Filter the lines below, keeping each one that contains the string "rose".

--- begin Data ---

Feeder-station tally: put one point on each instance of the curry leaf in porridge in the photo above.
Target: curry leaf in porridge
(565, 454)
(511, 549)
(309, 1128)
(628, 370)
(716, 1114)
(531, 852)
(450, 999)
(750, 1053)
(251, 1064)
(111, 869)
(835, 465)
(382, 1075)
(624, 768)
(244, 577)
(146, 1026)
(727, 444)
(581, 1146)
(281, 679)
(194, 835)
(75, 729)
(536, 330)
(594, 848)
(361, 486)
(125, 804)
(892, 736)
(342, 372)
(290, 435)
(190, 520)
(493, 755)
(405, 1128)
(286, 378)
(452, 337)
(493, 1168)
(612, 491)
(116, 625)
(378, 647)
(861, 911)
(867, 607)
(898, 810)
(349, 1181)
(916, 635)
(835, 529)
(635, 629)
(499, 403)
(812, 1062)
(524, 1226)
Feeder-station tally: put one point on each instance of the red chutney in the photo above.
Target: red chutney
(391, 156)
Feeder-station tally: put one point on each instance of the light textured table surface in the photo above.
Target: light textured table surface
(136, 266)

--- end Data ---
--- begin Data ---

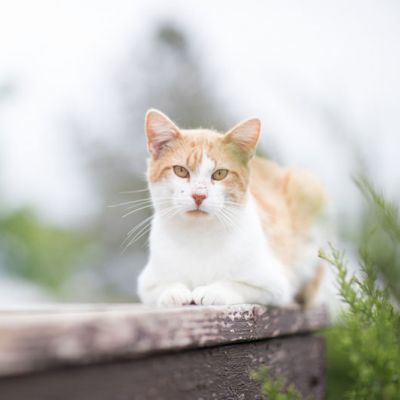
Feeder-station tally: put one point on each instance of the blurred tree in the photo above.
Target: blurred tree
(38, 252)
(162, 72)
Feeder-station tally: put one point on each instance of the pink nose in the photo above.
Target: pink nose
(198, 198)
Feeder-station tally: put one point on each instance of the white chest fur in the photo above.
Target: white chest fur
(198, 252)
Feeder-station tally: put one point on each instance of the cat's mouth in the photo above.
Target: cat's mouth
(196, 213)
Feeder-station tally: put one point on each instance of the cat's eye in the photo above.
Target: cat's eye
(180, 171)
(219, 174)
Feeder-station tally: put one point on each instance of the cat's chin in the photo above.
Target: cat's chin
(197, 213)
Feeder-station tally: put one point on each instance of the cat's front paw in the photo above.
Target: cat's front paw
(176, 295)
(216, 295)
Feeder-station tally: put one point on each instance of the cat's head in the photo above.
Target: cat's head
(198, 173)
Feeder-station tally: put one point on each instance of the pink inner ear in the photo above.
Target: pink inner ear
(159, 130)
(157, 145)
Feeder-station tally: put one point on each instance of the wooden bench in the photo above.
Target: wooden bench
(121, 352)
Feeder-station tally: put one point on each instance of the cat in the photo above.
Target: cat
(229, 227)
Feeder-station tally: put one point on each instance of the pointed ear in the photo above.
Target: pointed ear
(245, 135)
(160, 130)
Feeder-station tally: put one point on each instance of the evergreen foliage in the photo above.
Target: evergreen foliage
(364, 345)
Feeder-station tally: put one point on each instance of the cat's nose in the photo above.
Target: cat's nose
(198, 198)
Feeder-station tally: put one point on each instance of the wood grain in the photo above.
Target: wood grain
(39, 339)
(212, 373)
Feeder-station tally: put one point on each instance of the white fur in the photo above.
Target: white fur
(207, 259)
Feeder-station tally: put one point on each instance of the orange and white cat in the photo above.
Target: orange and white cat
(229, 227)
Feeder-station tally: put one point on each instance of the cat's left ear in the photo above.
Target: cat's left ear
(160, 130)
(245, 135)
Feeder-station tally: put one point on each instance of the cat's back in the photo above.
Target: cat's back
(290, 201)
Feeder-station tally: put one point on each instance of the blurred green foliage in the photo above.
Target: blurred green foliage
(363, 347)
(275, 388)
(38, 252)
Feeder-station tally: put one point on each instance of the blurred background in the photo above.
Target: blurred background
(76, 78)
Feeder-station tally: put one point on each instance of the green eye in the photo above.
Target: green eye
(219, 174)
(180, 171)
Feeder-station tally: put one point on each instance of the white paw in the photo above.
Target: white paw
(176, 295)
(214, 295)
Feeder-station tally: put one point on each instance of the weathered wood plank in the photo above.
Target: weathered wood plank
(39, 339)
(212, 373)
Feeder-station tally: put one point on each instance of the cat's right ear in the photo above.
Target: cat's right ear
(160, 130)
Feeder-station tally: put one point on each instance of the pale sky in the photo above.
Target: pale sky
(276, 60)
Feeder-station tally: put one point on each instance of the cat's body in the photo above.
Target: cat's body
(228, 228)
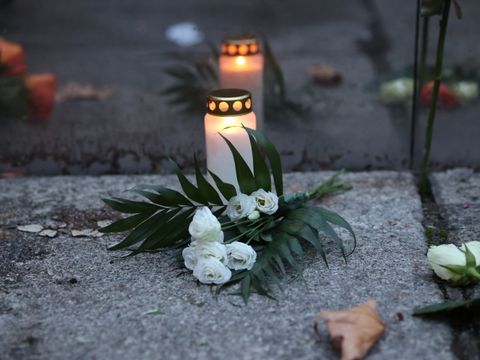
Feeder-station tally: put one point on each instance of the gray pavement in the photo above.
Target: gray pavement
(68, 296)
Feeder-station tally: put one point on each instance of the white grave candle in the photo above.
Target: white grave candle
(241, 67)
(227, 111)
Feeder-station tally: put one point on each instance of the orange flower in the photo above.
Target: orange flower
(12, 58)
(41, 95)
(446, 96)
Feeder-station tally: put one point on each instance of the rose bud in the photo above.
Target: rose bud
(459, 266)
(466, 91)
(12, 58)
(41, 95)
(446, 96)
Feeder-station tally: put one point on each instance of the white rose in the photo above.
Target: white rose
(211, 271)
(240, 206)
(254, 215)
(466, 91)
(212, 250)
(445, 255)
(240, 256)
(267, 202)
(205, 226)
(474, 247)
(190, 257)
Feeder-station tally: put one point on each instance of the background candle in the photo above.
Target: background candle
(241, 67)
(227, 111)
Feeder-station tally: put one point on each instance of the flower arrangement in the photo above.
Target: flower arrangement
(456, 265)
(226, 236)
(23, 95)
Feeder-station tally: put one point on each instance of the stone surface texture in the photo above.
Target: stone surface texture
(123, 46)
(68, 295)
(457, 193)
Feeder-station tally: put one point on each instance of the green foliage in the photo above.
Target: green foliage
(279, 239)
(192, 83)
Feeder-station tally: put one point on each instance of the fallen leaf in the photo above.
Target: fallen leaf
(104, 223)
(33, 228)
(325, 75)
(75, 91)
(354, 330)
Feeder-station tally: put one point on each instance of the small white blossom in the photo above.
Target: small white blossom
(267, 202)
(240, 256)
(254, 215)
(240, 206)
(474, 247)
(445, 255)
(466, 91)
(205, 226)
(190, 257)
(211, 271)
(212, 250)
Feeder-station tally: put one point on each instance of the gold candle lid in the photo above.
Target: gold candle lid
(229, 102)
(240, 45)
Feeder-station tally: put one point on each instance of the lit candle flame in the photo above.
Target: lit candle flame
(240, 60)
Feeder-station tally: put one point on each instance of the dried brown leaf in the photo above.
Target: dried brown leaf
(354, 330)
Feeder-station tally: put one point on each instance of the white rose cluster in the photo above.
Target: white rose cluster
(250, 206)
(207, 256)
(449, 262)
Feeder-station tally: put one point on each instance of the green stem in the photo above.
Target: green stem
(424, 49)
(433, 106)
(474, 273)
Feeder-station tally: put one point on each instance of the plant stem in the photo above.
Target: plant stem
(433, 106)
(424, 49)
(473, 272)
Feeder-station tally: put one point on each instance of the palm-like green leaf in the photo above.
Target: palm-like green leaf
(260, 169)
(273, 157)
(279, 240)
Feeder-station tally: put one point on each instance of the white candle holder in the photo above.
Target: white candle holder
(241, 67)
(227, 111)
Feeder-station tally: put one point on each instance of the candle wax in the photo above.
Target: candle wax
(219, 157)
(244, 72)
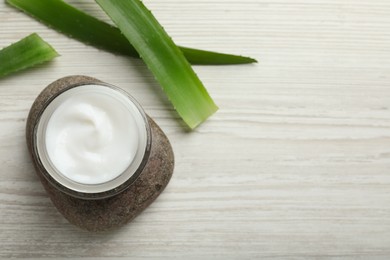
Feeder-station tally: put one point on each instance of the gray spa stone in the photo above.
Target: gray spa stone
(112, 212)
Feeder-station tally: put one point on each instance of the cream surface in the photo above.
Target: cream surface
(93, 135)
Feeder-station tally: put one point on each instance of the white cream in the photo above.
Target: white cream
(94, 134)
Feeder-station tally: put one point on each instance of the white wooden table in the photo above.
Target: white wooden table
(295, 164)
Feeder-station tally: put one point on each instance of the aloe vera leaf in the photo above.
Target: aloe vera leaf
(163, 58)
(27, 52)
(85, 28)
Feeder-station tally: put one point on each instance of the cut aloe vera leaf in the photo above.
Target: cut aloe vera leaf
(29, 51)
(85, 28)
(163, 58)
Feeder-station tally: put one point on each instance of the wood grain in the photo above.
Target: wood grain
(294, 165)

--- end Data ---

[Response to the exercise]:
Feeder-station tally: put one point on each instance of the rose bud in the photo above.
Target: rose bud
Feeder-station tally: put one point on each instance of the white rose in the photo above.
Target: white rose
Feeder-station tally: put one point on each instance of the white rose cluster in the photo above.
Target: white rose cluster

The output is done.